### EXERCISE PROMPT:
Exactly the lines from the line containing "Practice. Locate the blue jeans" through the final line of the entries below must be returned, and only those, without pictures.

-- start of DATASET ENTRIES --

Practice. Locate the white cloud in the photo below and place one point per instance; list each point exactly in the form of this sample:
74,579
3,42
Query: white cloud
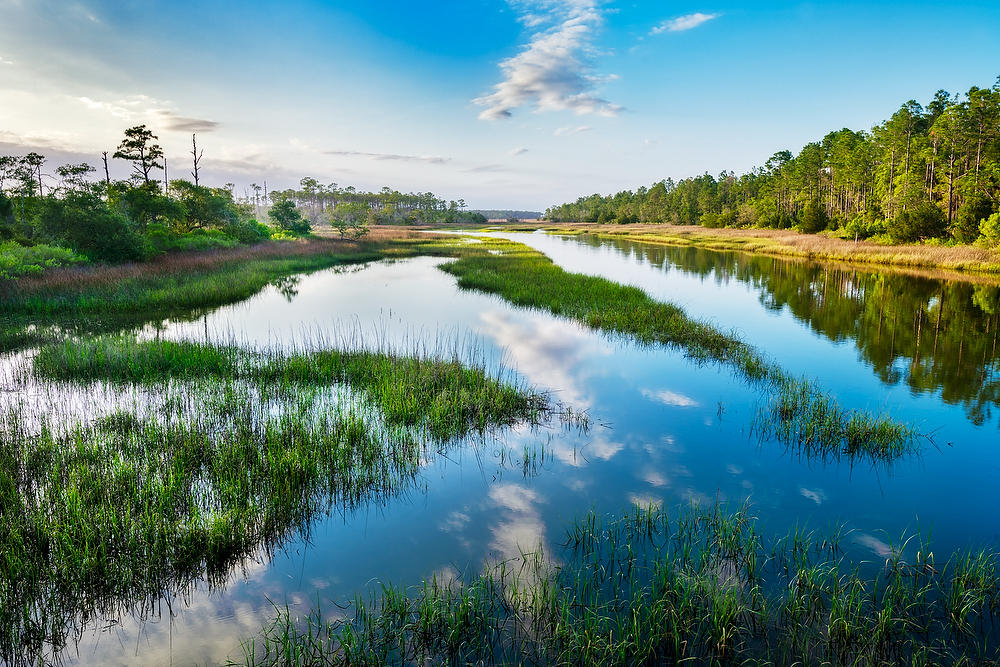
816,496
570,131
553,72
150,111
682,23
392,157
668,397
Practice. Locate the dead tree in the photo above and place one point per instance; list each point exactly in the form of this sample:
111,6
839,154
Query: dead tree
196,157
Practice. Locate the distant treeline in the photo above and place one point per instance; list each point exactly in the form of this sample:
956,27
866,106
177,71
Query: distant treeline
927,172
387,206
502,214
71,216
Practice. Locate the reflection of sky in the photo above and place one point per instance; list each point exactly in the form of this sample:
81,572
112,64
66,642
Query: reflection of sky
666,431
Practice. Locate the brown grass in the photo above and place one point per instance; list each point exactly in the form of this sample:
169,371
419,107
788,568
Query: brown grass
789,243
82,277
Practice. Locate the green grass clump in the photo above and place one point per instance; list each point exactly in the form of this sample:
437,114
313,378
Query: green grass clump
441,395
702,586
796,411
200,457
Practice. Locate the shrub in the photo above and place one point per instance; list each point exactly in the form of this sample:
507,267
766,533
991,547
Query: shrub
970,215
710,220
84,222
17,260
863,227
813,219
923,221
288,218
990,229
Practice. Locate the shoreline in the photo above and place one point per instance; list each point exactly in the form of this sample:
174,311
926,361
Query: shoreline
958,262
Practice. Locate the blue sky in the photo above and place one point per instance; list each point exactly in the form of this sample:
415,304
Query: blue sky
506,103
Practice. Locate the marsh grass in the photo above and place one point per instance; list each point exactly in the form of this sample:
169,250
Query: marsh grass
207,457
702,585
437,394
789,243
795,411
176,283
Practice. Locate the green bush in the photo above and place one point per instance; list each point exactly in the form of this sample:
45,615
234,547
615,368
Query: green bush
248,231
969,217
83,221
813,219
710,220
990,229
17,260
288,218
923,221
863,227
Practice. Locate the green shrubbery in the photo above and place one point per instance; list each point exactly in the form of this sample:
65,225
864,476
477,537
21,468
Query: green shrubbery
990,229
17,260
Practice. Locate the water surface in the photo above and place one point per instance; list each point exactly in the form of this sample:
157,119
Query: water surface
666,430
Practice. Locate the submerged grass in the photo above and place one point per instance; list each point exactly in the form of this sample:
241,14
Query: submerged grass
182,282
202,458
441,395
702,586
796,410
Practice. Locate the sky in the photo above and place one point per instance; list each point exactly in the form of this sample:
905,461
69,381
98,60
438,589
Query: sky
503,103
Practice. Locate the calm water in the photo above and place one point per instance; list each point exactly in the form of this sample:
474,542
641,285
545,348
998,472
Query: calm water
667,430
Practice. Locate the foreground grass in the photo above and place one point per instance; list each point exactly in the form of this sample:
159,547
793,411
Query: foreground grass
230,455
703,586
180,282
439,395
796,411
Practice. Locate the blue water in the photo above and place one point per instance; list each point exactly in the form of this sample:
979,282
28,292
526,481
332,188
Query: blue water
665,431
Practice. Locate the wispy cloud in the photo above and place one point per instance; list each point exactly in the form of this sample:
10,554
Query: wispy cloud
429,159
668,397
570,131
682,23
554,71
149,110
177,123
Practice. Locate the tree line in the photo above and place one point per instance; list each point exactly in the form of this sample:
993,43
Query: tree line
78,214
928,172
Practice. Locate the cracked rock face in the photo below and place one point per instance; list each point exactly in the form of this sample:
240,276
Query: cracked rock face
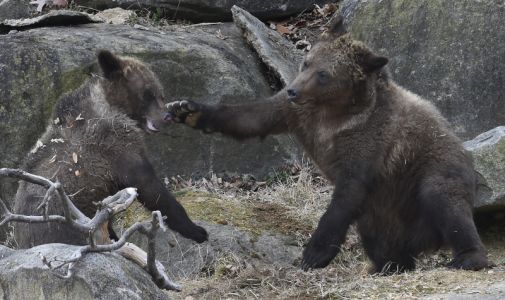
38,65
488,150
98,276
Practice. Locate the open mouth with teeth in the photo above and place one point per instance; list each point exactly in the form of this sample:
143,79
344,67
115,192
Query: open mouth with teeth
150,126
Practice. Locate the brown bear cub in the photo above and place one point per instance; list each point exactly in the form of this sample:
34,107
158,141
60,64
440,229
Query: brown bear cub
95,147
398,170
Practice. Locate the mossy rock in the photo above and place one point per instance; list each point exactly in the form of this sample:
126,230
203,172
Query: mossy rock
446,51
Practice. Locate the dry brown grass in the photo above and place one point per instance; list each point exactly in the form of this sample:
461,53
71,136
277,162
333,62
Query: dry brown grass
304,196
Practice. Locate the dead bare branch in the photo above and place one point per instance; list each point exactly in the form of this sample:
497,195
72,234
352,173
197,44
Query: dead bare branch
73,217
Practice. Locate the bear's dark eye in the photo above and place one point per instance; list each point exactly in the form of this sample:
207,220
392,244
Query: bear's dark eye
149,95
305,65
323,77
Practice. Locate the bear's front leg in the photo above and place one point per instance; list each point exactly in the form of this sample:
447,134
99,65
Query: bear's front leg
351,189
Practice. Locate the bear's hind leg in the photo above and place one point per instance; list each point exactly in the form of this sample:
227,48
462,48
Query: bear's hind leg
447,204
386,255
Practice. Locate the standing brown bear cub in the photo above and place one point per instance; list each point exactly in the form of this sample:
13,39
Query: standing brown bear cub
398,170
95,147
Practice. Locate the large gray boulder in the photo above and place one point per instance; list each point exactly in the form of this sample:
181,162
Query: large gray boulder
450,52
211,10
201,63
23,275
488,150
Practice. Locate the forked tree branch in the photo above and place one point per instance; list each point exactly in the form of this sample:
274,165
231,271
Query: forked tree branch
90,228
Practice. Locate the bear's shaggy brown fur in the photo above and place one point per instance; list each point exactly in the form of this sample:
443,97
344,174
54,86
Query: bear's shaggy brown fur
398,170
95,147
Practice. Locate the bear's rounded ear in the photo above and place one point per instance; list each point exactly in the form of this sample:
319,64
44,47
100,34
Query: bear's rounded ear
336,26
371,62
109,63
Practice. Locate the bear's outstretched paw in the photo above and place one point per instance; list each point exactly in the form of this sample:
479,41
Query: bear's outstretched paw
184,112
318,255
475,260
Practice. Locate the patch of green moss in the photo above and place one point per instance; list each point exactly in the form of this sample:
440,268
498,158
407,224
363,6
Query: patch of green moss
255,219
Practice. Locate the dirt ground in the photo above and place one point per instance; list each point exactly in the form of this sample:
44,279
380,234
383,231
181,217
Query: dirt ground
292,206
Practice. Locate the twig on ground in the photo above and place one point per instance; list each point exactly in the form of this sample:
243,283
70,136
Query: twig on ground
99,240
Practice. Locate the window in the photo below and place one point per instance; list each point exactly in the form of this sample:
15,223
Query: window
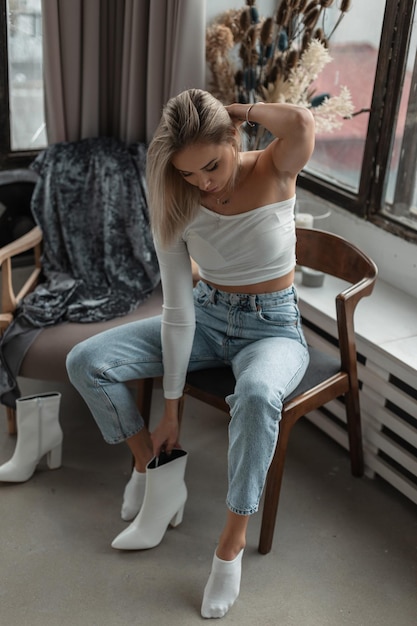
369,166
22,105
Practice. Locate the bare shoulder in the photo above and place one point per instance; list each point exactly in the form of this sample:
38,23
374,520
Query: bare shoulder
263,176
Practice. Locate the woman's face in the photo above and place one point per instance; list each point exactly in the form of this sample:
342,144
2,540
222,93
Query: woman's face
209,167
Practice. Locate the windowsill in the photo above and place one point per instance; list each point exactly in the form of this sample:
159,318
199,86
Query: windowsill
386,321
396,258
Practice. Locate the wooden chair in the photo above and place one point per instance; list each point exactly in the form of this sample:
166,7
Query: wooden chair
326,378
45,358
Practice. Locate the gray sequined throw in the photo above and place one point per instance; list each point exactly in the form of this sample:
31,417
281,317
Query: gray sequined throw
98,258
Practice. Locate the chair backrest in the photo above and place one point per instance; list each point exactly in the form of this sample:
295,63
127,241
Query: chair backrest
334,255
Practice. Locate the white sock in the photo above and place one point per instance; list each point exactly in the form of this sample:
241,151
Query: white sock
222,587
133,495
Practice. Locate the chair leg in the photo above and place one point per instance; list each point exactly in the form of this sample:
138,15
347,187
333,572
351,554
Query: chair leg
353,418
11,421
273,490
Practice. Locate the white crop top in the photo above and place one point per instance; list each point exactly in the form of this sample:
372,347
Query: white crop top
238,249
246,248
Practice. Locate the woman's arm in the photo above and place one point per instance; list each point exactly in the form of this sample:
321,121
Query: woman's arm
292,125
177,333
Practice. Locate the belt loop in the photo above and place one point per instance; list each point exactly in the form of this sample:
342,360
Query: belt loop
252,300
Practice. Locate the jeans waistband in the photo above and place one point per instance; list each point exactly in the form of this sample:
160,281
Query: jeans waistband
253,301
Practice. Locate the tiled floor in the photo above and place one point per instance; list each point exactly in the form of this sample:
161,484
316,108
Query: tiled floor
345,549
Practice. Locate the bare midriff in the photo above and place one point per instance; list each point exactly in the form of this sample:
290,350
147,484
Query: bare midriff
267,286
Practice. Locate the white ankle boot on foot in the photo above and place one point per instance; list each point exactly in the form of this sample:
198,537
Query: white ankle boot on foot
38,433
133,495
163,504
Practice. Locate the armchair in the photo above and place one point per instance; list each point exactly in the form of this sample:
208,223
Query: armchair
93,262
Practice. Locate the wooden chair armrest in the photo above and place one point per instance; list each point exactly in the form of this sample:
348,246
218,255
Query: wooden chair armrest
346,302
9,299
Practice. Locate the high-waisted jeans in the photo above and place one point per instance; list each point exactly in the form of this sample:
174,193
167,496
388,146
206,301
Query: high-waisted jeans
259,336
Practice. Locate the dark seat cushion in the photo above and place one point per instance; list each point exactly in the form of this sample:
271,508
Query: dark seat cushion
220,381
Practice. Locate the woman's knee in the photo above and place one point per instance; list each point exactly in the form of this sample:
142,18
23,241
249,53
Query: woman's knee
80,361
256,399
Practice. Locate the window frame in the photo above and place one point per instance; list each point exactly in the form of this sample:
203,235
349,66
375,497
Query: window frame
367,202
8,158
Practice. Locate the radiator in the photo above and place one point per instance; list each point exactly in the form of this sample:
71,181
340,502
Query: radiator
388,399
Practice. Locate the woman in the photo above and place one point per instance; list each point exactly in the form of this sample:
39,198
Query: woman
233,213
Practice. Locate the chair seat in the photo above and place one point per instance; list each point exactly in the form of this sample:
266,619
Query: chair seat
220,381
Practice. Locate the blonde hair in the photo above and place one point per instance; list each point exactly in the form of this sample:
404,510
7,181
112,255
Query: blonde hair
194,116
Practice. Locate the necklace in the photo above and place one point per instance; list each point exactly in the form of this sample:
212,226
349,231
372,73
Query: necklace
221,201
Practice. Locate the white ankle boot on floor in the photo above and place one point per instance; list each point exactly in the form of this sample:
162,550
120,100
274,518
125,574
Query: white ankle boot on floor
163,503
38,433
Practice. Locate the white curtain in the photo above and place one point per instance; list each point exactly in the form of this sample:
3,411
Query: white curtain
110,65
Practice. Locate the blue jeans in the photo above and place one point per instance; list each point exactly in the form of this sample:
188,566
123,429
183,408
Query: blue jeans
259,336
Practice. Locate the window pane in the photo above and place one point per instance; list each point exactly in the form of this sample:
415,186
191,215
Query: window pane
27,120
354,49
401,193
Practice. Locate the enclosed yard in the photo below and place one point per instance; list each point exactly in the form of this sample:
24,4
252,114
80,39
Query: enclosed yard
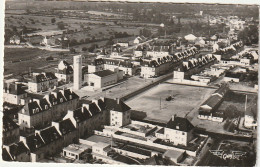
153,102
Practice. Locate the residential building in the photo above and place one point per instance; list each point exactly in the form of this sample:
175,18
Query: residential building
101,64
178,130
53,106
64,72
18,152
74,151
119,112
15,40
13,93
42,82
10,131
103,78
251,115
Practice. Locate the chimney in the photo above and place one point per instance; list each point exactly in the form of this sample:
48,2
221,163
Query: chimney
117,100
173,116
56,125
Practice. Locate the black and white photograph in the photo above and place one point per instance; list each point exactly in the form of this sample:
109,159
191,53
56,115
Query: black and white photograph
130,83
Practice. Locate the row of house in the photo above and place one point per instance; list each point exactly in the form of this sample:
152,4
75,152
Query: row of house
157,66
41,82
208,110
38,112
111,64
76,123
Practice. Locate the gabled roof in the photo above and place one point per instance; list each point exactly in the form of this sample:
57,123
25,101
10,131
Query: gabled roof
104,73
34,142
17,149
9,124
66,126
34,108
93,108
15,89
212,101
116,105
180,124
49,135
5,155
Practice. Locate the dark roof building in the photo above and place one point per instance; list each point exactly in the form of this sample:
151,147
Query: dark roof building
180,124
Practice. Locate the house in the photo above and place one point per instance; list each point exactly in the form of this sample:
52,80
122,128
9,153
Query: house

-- end of DATASET ENTRIES --

### RESULT:
Practice. Locate the blue jeans in the photo above and place one point per instance; list each point exactly in the form of this sample:
188,566
123,429
183,408
Query: blue jeans
259,336
Practice. Locate the window pane in the photo above and place one point per instance; list each point exactly in the form of this sample:
415,186
191,215
Query: window pane
27,120
354,49
401,193
Practice. Locate the enclosed yard in the photo below and place one point per instance; list each point exactly in the form of this sample:
24,4
252,114
80,39
Query: enclosed yard
153,102
Practice. Locate the residential building in the photo above and place one point per instance; list each point exactly in the form of this sample:
175,18
Query: residential building
101,64
178,130
53,106
64,72
18,152
74,151
119,112
15,40
13,93
42,82
10,131
103,78
251,115
Practice. Locate the chimney in the photo above and place one point per instance; list each point exactly in the form of this sample:
48,2
221,163
Query: chimney
117,100
173,116
56,125
Practice. Locate the black and white photograph in the photo above and place one point per instance; list each point exactly in the form of this sample:
109,159
191,53
56,115
Query: black and white photograph
130,83
Practice. Locate the row of house in the photo above and place one point per instance; list each point exactly in the form of this sample:
152,4
75,152
Query: row of house
157,66
41,82
208,110
38,112
111,64
76,123
Practice. Locate the gabled roof in the photo above and place one point per instance; list each point exactly in the form of this sample:
57,123
25,101
10,131
Query: gabled roof
104,73
34,142
17,149
9,124
66,126
34,108
93,108
15,89
212,101
116,105
180,124
49,135
5,155
Practice. Locate the dark roof building in the photo above and place one point per instance; list each point exactly in the form of this sample:
151,147
Query: dark roof building
180,124
Practice. Locate the house in the photo above and place one point per instance; list each point exactly in the form of this sample:
52,80
122,128
9,153
Query: house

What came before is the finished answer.